▸ **REQUIREMENT 1**: Using the Fight Bac spray thread below, say whether each statement agrees with it. Answer yes or no for each and quote the words that decide it. (a) Lily is nursing twin doelings. (b) Jan says the spray won't hurt the kid. (c) liz washes the udder with a washcloth.
▸ **REQUIREMENT 2**: In the Fight Bac spray thread below, what does Rachel say she has been using before milking?
▸ **REQUIREMENT 3**: Reproduce the part of the Fight Bac spray thread below starting with "Honestly, you are" and going on through "(Oct 5, 2007)".

▸ **TEXT SEGMENT**:
== Segment start ==

# Alternative to Fight Bac spray



## rbbaker (May 28, 2009)

Hello,
My doe Lily, a miniMancha, and I are both "first fresheners," and there is so much to learn. Lily is 10 days fresh, and I'm milking her out in the morning and some at night to balance what her single doeling can drink.
She's wonderful on the milkstand (how did I get so lucky!!!!), except that she really hates the Fight Bac spray (kicks and kicks) that all the goat folks in my area use. Is there a teat dip that is just as good to use and one that it won't matter if the doeling nurses during the day?

Many thanks,
Rachel


----------



## lissablack (Nov 30, 2009)

The Fight Bac spray won't hurt the kid. My goats have gotten used to it eventually, it is cold and startling. I try to warn them. I think they figure it out. It probably really helps to prevent infection. 

Jan


----------



## rbbaker (May 28, 2009)

Thanks, Jan. I'll try continuing to use the Fight Bac for awhile - I just want this to not be so stressful for her. I may try a teat dip instead, though.


----------



## Realfoodmama (Apr 13, 2010)

Honestly, you are probably okay just using a warm washcloth to wipe the teat down. As long as your hands are clean and she has a clean pen you may not need more than that.


----------



## liz (Oct 5, 2007)

I totally agree, I personally would not use any kind of antibacterial on the teats as long as the kids are still nursing. I use a baby wipe to wash the udder, clean hands and a clean wipie afterwards.


----------



## rbbaker (May 28, 2009)

Thanks, everyone!!!! I've been using unscented baby wipes before milking and have plenty on hand for after.


----------

== Segment end ==

▸ **INFORMATION SUPPLIED**:
== Segment start ==

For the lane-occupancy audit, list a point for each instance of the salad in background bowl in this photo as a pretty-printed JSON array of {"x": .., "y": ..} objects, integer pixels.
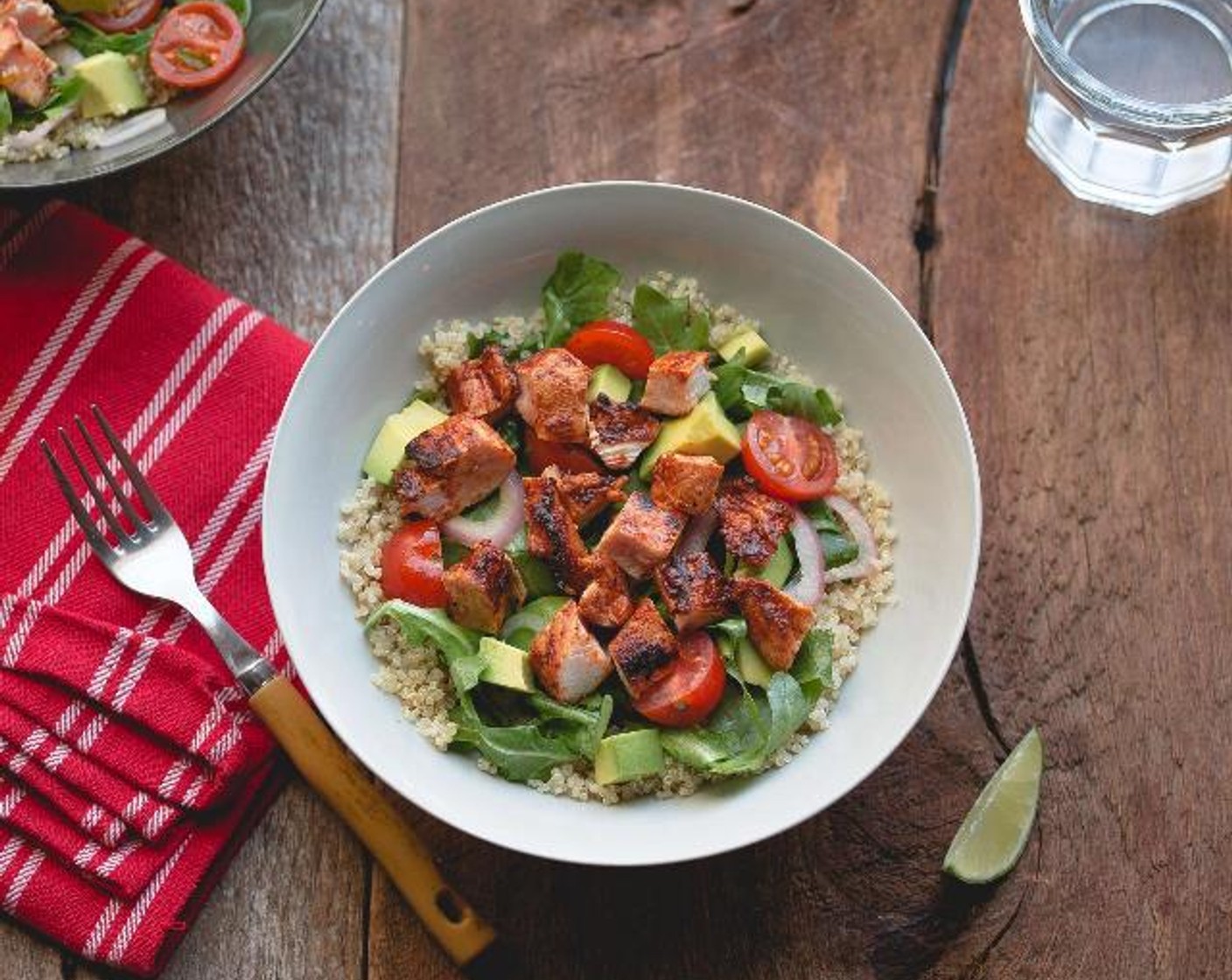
[{"x": 817, "y": 307}]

== Segment end ==

▸ **ANSWER AREA 1**:
(a) No: "her single doeling can drink."
(b) Yes: "The Fight Bac spray won't hurt the kid."
(c) No: "I use a baby wipe to wash the udder"

▸ **ANSWER AREA 2**: Unscented baby wipes.

▸ **ANSWER AREA 3**:
Honestly, you are probably okay just using a warm washcloth to wipe the teat down. As long as your hands are clean and she has a clean pen you may not need more than that.


----------



## liz (Oct 5, 2007)